◆ **Task requirements**
Give back every line of the data exactly. Pictures are not part of the copy.

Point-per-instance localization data
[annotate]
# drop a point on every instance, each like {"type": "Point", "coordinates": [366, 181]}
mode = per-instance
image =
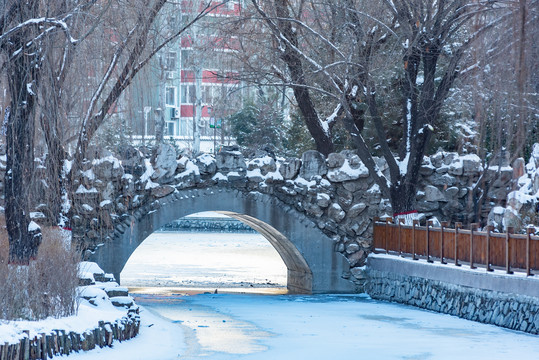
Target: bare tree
{"type": "Point", "coordinates": [37, 43]}
{"type": "Point", "coordinates": [347, 50]}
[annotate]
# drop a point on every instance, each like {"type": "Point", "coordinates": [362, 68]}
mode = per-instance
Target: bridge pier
{"type": "Point", "coordinates": [309, 255]}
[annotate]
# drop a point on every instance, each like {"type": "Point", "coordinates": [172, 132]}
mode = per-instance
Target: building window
{"type": "Point", "coordinates": [171, 128]}
{"type": "Point", "coordinates": [170, 96]}
{"type": "Point", "coordinates": [183, 127]}
{"type": "Point", "coordinates": [188, 94]}
{"type": "Point", "coordinates": [170, 60]}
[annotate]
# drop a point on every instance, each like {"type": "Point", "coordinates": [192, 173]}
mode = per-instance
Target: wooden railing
{"type": "Point", "coordinates": [457, 245]}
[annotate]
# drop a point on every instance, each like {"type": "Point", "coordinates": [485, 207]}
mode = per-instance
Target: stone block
{"type": "Point", "coordinates": [313, 163]}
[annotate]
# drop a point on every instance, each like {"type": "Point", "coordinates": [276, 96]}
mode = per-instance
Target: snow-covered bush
{"type": "Point", "coordinates": [45, 288]}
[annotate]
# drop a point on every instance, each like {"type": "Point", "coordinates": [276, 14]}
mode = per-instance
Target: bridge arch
{"type": "Point", "coordinates": [309, 255]}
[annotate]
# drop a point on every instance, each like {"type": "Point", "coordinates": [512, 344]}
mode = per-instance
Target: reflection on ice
{"type": "Point", "coordinates": [209, 260]}
{"type": "Point", "coordinates": [207, 331]}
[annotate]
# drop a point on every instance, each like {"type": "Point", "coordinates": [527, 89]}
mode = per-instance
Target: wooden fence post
{"type": "Point", "coordinates": [528, 248]}
{"type": "Point", "coordinates": [414, 224]}
{"type": "Point", "coordinates": [400, 222]}
{"type": "Point", "coordinates": [458, 225]}
{"type": "Point", "coordinates": [472, 227]}
{"type": "Point", "coordinates": [444, 224]}
{"type": "Point", "coordinates": [508, 250]}
{"type": "Point", "coordinates": [429, 224]}
{"type": "Point", "coordinates": [489, 229]}
{"type": "Point", "coordinates": [388, 220]}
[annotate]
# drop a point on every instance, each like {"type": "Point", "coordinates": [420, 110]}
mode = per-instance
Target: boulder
{"type": "Point", "coordinates": [289, 169]}
{"type": "Point", "coordinates": [336, 213]}
{"type": "Point", "coordinates": [162, 191]}
{"type": "Point", "coordinates": [230, 159]}
{"type": "Point", "coordinates": [351, 169]}
{"type": "Point", "coordinates": [426, 206]}
{"type": "Point", "coordinates": [335, 160]}
{"type": "Point", "coordinates": [472, 165]}
{"type": "Point", "coordinates": [207, 164]}
{"type": "Point", "coordinates": [164, 163]}
{"type": "Point", "coordinates": [323, 200]}
{"type": "Point", "coordinates": [451, 192]}
{"type": "Point", "coordinates": [356, 209]}
{"type": "Point", "coordinates": [313, 163]}
{"type": "Point", "coordinates": [432, 193]}
{"type": "Point", "coordinates": [107, 169]}
{"type": "Point", "coordinates": [266, 165]}
{"type": "Point", "coordinates": [132, 160]}
{"type": "Point", "coordinates": [438, 179]}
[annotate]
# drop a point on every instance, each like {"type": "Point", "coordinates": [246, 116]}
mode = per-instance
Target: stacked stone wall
{"type": "Point", "coordinates": [509, 310]}
{"type": "Point", "coordinates": [336, 193]}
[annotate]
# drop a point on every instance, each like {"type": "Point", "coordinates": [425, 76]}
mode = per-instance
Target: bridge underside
{"type": "Point", "coordinates": [299, 278]}
{"type": "Point", "coordinates": [309, 255]}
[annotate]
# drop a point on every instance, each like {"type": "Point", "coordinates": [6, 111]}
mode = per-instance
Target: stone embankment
{"type": "Point", "coordinates": [336, 192]}
{"type": "Point", "coordinates": [207, 224]}
{"type": "Point", "coordinates": [507, 301]}
{"type": "Point", "coordinates": [96, 288]}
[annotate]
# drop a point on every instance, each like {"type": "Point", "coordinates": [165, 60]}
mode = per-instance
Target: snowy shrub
{"type": "Point", "coordinates": [47, 287]}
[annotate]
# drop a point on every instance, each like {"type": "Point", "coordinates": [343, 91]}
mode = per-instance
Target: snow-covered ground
{"type": "Point", "coordinates": [212, 260]}
{"type": "Point", "coordinates": [259, 327]}
{"type": "Point", "coordinates": [286, 327]}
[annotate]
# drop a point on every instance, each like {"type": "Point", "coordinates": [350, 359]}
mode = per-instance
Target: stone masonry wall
{"type": "Point", "coordinates": [512, 311]}
{"type": "Point", "coordinates": [336, 192]}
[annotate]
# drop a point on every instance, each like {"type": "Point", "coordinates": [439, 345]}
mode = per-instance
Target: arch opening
{"type": "Point", "coordinates": [200, 252]}
{"type": "Point", "coordinates": [313, 265]}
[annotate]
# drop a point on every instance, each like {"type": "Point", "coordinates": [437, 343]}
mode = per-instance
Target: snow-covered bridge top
{"type": "Point", "coordinates": [316, 211]}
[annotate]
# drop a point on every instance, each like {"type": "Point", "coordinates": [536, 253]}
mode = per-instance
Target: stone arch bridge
{"type": "Point", "coordinates": [317, 212]}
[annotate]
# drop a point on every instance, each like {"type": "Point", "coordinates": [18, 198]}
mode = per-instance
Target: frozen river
{"type": "Point", "coordinates": [177, 275]}
{"type": "Point", "coordinates": [327, 327]}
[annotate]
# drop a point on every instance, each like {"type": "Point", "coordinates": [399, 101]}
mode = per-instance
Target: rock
{"type": "Point", "coordinates": [323, 200]}
{"type": "Point", "coordinates": [471, 165]}
{"type": "Point", "coordinates": [426, 206]}
{"type": "Point", "coordinates": [336, 213]}
{"type": "Point", "coordinates": [132, 161]}
{"type": "Point", "coordinates": [335, 160]}
{"type": "Point", "coordinates": [348, 171]}
{"type": "Point", "coordinates": [345, 197]}
{"type": "Point", "coordinates": [164, 163]}
{"type": "Point", "coordinates": [313, 163]}
{"type": "Point", "coordinates": [207, 165]}
{"type": "Point", "coordinates": [510, 219]}
{"type": "Point", "coordinates": [313, 209]}
{"type": "Point", "coordinates": [230, 159]}
{"type": "Point", "coordinates": [352, 247]}
{"type": "Point", "coordinates": [355, 185]}
{"type": "Point", "coordinates": [107, 169]}
{"type": "Point", "coordinates": [361, 226]}
{"type": "Point", "coordinates": [289, 169]}
{"type": "Point", "coordinates": [451, 193]}
{"type": "Point", "coordinates": [497, 194]}
{"type": "Point", "coordinates": [426, 169]}
{"type": "Point", "coordinates": [356, 209]}
{"type": "Point", "coordinates": [265, 164]}
{"type": "Point", "coordinates": [452, 207]}
{"type": "Point", "coordinates": [355, 258]}
{"type": "Point", "coordinates": [495, 217]}
{"type": "Point", "coordinates": [438, 179]}
{"type": "Point", "coordinates": [162, 191]}
{"type": "Point", "coordinates": [433, 194]}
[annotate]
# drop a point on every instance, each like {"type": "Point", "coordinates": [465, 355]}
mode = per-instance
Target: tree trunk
{"type": "Point", "coordinates": [23, 243]}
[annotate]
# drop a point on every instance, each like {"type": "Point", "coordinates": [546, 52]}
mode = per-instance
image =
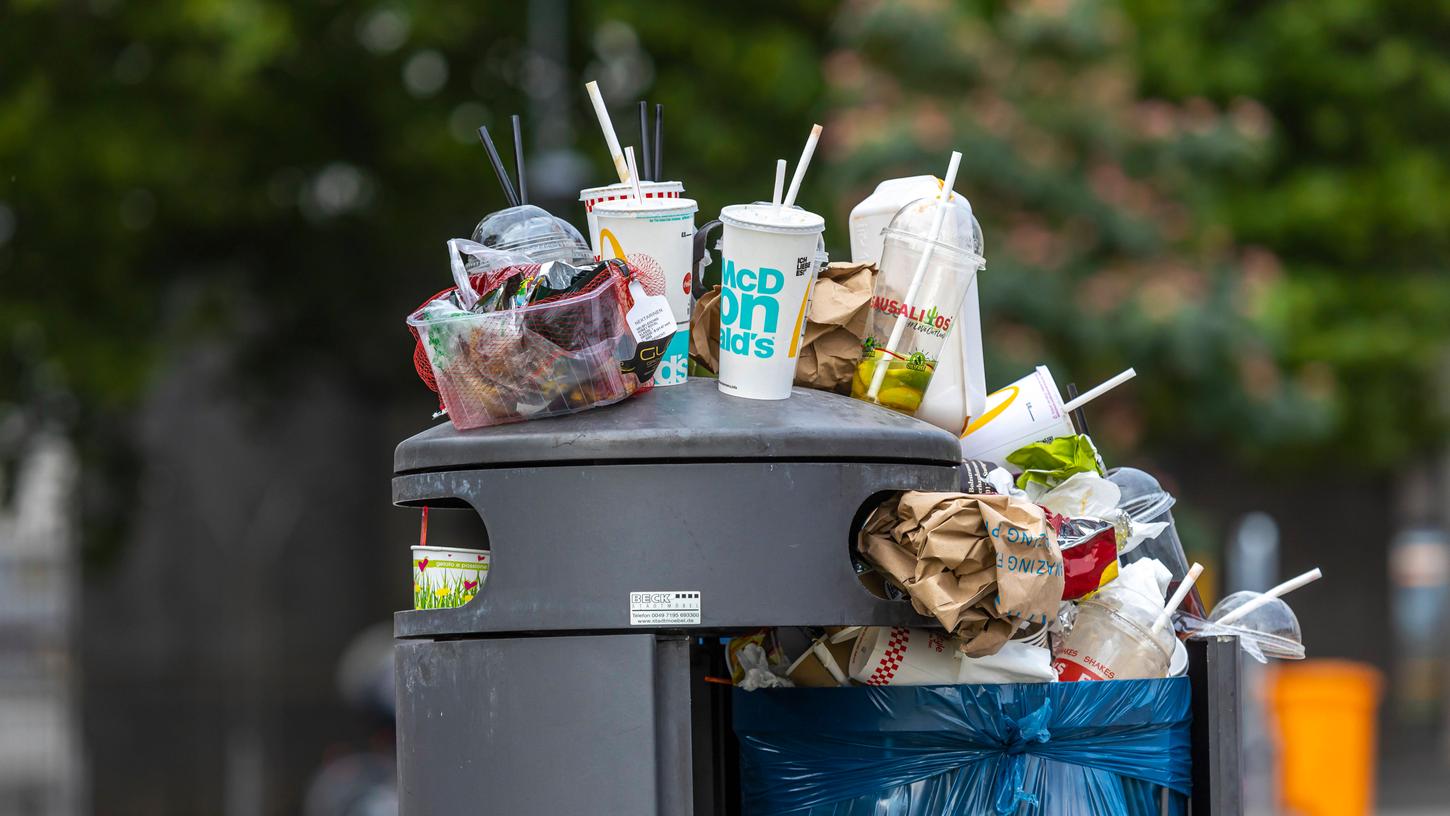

◆ **Answer for this exercise**
[annotate]
# drop a point on every instance, each like {"type": "Point", "coordinates": [366, 181]}
mode = per-instance
image =
Target: bare tree
{"type": "Point", "coordinates": [37, 43]}
{"type": "Point", "coordinates": [347, 50]}
[annotate]
# drop a point on every instance, each like {"type": "Point", "coordinates": [362, 68]}
mode = per-instance
Target: bridge pier
{"type": "Point", "coordinates": [309, 255]}
[annotate]
# drop a point on every instance, each like {"type": "Point", "coordinates": [172, 132]}
mode = per-instance
Target: building window
{"type": "Point", "coordinates": [171, 128]}
{"type": "Point", "coordinates": [170, 96]}
{"type": "Point", "coordinates": [183, 127]}
{"type": "Point", "coordinates": [188, 94]}
{"type": "Point", "coordinates": [170, 60]}
[annotate]
# drop a point on every instance, each like {"type": "Point", "coordinates": [192, 173]}
mode = per-instance
Target: wooden railing
{"type": "Point", "coordinates": [457, 245]}
[annotate]
# drop a point on every instance, each like {"type": "Point", "coordinates": [485, 207]}
mode = per-instance
Target: stone block
{"type": "Point", "coordinates": [313, 163]}
[annotate]
# drop a point on every instance, each like {"type": "Point", "coordinates": [276, 96]}
mode = per-instance
Target: snow-covered bush
{"type": "Point", "coordinates": [45, 288]}
[annotate]
# drop a point on every instance, each like {"type": "Point", "coordinates": [276, 14]}
mode = per-instance
Target: bridge arch
{"type": "Point", "coordinates": [309, 255]}
[annotate]
# drop a point on every instance, each like {"type": "Point", "coordinates": [512, 344]}
mode = per-instance
Target: reflection on ice
{"type": "Point", "coordinates": [209, 260]}
{"type": "Point", "coordinates": [207, 331]}
[annotate]
# drop a point on every instance, each like {"type": "Point", "coordinates": [527, 89]}
mode = per-instance
Target: wooden fence post
{"type": "Point", "coordinates": [528, 248]}
{"type": "Point", "coordinates": [414, 224]}
{"type": "Point", "coordinates": [400, 222]}
{"type": "Point", "coordinates": [458, 225]}
{"type": "Point", "coordinates": [472, 227]}
{"type": "Point", "coordinates": [444, 224]}
{"type": "Point", "coordinates": [508, 250]}
{"type": "Point", "coordinates": [429, 224]}
{"type": "Point", "coordinates": [489, 229]}
{"type": "Point", "coordinates": [388, 220]}
[annotate]
# drop a point on every instance, each like {"type": "Point", "coordinates": [420, 110]}
mode = per-instance
Target: boulder
{"type": "Point", "coordinates": [289, 169]}
{"type": "Point", "coordinates": [336, 213]}
{"type": "Point", "coordinates": [162, 191]}
{"type": "Point", "coordinates": [230, 159]}
{"type": "Point", "coordinates": [351, 169]}
{"type": "Point", "coordinates": [426, 206]}
{"type": "Point", "coordinates": [335, 160]}
{"type": "Point", "coordinates": [472, 165]}
{"type": "Point", "coordinates": [207, 164]}
{"type": "Point", "coordinates": [164, 163]}
{"type": "Point", "coordinates": [323, 200]}
{"type": "Point", "coordinates": [451, 192]}
{"type": "Point", "coordinates": [356, 209]}
{"type": "Point", "coordinates": [313, 163]}
{"type": "Point", "coordinates": [432, 193]}
{"type": "Point", "coordinates": [107, 169]}
{"type": "Point", "coordinates": [266, 165]}
{"type": "Point", "coordinates": [132, 160]}
{"type": "Point", "coordinates": [438, 179]}
[annotate]
# drop a point on every instance, each like {"type": "Point", "coordinates": [246, 116]}
mode = per-instance
Target: stacked stone wall
{"type": "Point", "coordinates": [509, 310]}
{"type": "Point", "coordinates": [336, 193]}
[annotate]
# drop a point on every instance, each like {"type": "Point", "coordinates": [425, 76]}
mode = per-instance
Target: bridge underside
{"type": "Point", "coordinates": [299, 278]}
{"type": "Point", "coordinates": [309, 255]}
[annotate]
# drop a point on every instance, each like {"type": "Point", "coordinates": [6, 111]}
mode = per-instance
Target: stone embankment
{"type": "Point", "coordinates": [336, 192]}
{"type": "Point", "coordinates": [207, 224]}
{"type": "Point", "coordinates": [507, 301]}
{"type": "Point", "coordinates": [96, 288]}
[annotate]
# drop a point on every instance, each like {"type": "Point", "coordinates": [165, 60]}
mode = per-instance
Target: snowy shrub
{"type": "Point", "coordinates": [47, 287]}
[annotate]
# drop a point on every instance, each like {"type": "Point", "coordinates": [343, 91]}
mode = per-instance
Target: snow-covered ground
{"type": "Point", "coordinates": [212, 260]}
{"type": "Point", "coordinates": [259, 327]}
{"type": "Point", "coordinates": [286, 327]}
[annotate]
# drop a point on every instance, each like {"type": "Point", "coordinates": [350, 359]}
mode = per-instance
Target: stone masonry wall
{"type": "Point", "coordinates": [512, 311]}
{"type": "Point", "coordinates": [336, 192]}
[annotate]
# drop a point on every instance, each like {"type": "Point", "coordinates": [439, 345]}
mode = per-instance
Target: arch opening
{"type": "Point", "coordinates": [200, 252]}
{"type": "Point", "coordinates": [313, 265]}
[annotate]
# drop a point on every instance, each like {"type": "Point", "coordinates": [437, 343]}
mode = per-instance
Target: snow-covered bridge top
{"type": "Point", "coordinates": [316, 211]}
[annotate]
# drop a point on every instance, each like {"type": "Point", "coordinates": [536, 253]}
mode = per-instance
Target: stone arch bridge
{"type": "Point", "coordinates": [317, 212]}
[annotate]
# drop a point on every instance, each like {"type": "Point", "coordinates": [18, 198]}
mode = per-instance
Target: frozen river
{"type": "Point", "coordinates": [177, 275]}
{"type": "Point", "coordinates": [327, 327]}
[annotate]
# drop a point on every instance, each like {"type": "Point", "coordinates": [399, 101]}
mode = per-instance
Target: rock
{"type": "Point", "coordinates": [323, 200]}
{"type": "Point", "coordinates": [471, 165]}
{"type": "Point", "coordinates": [426, 206]}
{"type": "Point", "coordinates": [336, 213]}
{"type": "Point", "coordinates": [132, 161]}
{"type": "Point", "coordinates": [335, 160]}
{"type": "Point", "coordinates": [348, 171]}
{"type": "Point", "coordinates": [345, 197]}
{"type": "Point", "coordinates": [164, 163]}
{"type": "Point", "coordinates": [313, 163]}
{"type": "Point", "coordinates": [207, 165]}
{"type": "Point", "coordinates": [510, 219]}
{"type": "Point", "coordinates": [313, 209]}
{"type": "Point", "coordinates": [230, 159]}
{"type": "Point", "coordinates": [352, 247]}
{"type": "Point", "coordinates": [355, 185]}
{"type": "Point", "coordinates": [107, 169]}
{"type": "Point", "coordinates": [361, 226]}
{"type": "Point", "coordinates": [289, 169]}
{"type": "Point", "coordinates": [451, 193]}
{"type": "Point", "coordinates": [497, 194]}
{"type": "Point", "coordinates": [426, 169]}
{"type": "Point", "coordinates": [356, 209]}
{"type": "Point", "coordinates": [265, 164]}
{"type": "Point", "coordinates": [452, 207]}
{"type": "Point", "coordinates": [355, 258]}
{"type": "Point", "coordinates": [495, 217]}
{"type": "Point", "coordinates": [438, 179]}
{"type": "Point", "coordinates": [162, 191]}
{"type": "Point", "coordinates": [433, 194]}
[annotate]
# drop a point on every instance, each like {"type": "Point", "coordinates": [465, 355]}
mode = per-instance
Target: tree trunk
{"type": "Point", "coordinates": [23, 243]}
[annotate]
# drop a point on every instance, each like {"type": "Point", "coordinates": [546, 52]}
mode = per-instance
image =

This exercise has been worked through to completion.